— BEGIN MATERIAL FOR THIS EXERCISE —
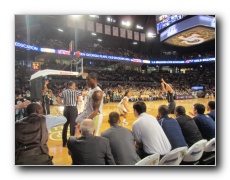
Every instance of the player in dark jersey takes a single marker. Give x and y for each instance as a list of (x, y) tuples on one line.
[(167, 88)]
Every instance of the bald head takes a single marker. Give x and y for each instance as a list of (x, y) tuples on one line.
[(34, 108), (87, 127)]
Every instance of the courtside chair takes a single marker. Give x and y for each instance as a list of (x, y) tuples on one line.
[(194, 153), (174, 157), (150, 160), (210, 145), (209, 154)]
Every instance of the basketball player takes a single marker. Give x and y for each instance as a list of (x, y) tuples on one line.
[(167, 88), (94, 103), (123, 108)]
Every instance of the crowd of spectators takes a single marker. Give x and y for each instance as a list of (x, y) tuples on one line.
[(116, 82), (41, 40)]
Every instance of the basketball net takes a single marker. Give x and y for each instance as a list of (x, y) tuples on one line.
[(84, 75)]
— END MATERIAL FOR THIS EXERCISE —
THE EXERCISE:
Convert the rows above into a CSV with the columns instruction and points. Give one line for each text and its answer, put every field in double quotes, replace any line breaks with spaces, and leave out the pictures.

SOLUTION:
instruction,points
"Every instance of the player in dark jersey takes a single marker. Give x and y for each instance as a list of (x, y) tuples on one line.","[(167, 88)]"
"Every instance of the bald head takes a single marker. Give x and y for each instance as a list of (x, y) tuples on one line.","[(34, 108), (87, 127)]"
"Every instance of the courtside chair takes a single marker. Give x and y for each instance as a list of (x, y) tuples on one line.","[(194, 153), (174, 157), (150, 160), (210, 145), (209, 154)]"
"Every instance of the basketball player takes a single marker. Give x and y for each instance as a list of (x, y) tuples on one line.","[(167, 88), (94, 103), (123, 108)]"
"Every instance of the crowd of spectators takes a single marker. Give x and y for each instance as a list of (x, y) tuples on one line.","[(116, 82), (41, 40)]"
"Every instance of the basketball net takes a single marker. Give x and y for each instance as a list of (x, y) tuples on one line.","[(84, 75)]"